**Task prompt:** Repeat every one of the items below word for word, each on its own line.

-----

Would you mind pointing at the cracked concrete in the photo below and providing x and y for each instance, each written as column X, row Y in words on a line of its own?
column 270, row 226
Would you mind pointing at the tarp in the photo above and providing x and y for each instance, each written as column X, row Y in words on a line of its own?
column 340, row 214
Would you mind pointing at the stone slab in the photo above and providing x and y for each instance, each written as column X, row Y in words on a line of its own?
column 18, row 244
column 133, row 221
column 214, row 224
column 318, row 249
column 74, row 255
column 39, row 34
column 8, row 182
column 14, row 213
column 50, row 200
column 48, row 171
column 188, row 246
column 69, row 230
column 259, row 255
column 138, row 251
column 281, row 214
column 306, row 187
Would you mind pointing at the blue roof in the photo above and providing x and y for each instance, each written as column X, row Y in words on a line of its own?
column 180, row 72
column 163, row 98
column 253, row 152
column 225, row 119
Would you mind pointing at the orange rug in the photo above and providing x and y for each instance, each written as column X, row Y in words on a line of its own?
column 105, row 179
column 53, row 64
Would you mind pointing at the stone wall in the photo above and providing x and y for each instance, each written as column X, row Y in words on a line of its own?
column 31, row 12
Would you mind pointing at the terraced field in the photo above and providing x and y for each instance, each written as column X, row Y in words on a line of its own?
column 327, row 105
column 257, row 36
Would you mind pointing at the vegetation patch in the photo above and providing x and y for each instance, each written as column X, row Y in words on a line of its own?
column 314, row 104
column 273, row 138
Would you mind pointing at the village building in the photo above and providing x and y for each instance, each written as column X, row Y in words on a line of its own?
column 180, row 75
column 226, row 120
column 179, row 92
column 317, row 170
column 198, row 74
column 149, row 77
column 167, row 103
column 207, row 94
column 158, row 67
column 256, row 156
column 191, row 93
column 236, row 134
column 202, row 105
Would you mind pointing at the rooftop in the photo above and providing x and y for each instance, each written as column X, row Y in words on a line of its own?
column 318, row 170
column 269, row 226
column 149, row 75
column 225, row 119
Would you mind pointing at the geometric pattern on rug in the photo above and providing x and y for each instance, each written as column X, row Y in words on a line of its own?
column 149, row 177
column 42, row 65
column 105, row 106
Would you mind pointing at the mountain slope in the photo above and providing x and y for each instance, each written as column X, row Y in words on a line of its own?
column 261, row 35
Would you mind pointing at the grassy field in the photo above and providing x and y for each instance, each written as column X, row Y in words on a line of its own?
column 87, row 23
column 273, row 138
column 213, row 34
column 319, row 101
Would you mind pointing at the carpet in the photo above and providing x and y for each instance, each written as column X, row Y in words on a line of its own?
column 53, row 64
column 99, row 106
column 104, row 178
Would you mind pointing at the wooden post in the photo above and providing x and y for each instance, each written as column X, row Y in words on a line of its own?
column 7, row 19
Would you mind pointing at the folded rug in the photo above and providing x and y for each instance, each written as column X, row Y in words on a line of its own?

-----

**Solution to this problem:**
Would you mind pointing at the cracked concrete in the photo below and providing x and y for each instance, each written as column X, row Y in words on a line of its own?
column 270, row 226
Would you mind pointing at the tarp in the photo above and providing x and y for each instance, each written as column X, row Y in words on a line of its own?
column 340, row 214
Would you mind pointing at the stone slab in the photo above and providing x and y for each instance, each written as column X, row Y in words on a line of its own?
column 18, row 244
column 133, row 221
column 214, row 224
column 318, row 249
column 74, row 255
column 39, row 34
column 8, row 182
column 14, row 213
column 50, row 200
column 48, row 171
column 188, row 246
column 69, row 230
column 259, row 255
column 138, row 251
column 281, row 214
column 306, row 187
Would you mind pointing at the blue roof in the photo above and providing x and y for each instance, each written as column X, row Y in words on a line of its own?
column 180, row 72
column 163, row 98
column 253, row 152
column 225, row 119
Would you mind pointing at the orange rug in the photo above and providing x and y for each instance, each written as column X, row Y in words on a line of its own?
column 105, row 179
column 53, row 64
Would you mind pointing at the stone wall in the photo above and providing x and y for each instance, each written as column X, row Y in words on a line of its own?
column 31, row 12
Would you mind pointing at the terraced field in the photo above and providing x and y for each instance, each written as column X, row Y in words on a line of its own?
column 327, row 105
column 257, row 36
Would you mind pointing at the vegetation patch in the photo above and providing x and y for each instance, each written as column X, row Y in words on a line of its own?
column 314, row 104
column 273, row 138
Would you mind pointing at the village building in the photo above and providing x and y for each instance, each written as column X, row Y in words on a line of its own?
column 180, row 75
column 226, row 120
column 179, row 92
column 317, row 170
column 198, row 74
column 149, row 77
column 167, row 103
column 207, row 94
column 158, row 67
column 256, row 156
column 191, row 93
column 236, row 134
column 202, row 105
Would you mind pointing at the rooftop in the photo above and providing x and y for each instance, each written as column X, row Y in words on a line of its own?
column 318, row 170
column 269, row 226
column 149, row 75
column 225, row 119
Would you mind pointing at the geometric pattern on rug in the photo above and providing x and y for each instance, each written as column X, row Y in words on a line of its own?
column 149, row 177
column 42, row 65
column 105, row 106
Would you mind pointing at the mountain slope in the photo above and providing x and y for each instance, each written as column X, row Y in words on a line of its own?
column 261, row 35
Would you mind pointing at the grassy field in the photo above and providing x and y for each instance, each written as column X, row Y in words on a line of its own?
column 87, row 23
column 273, row 138
column 213, row 34
column 319, row 101
Would you mind pointing at the carpet in the photo above and providing x and y for each instance, each written as column X, row Y in words on a line of its own?
column 53, row 64
column 99, row 106
column 104, row 178
Would you mind pointing at the wooden post in the photo above and providing x and y for each instance, each written as column X, row Y in words on a line of its own?
column 7, row 19
Would you mind pointing at the folded rug in the photo above and providing x and y for each instance, each written as column X, row Y in words on a line of its own?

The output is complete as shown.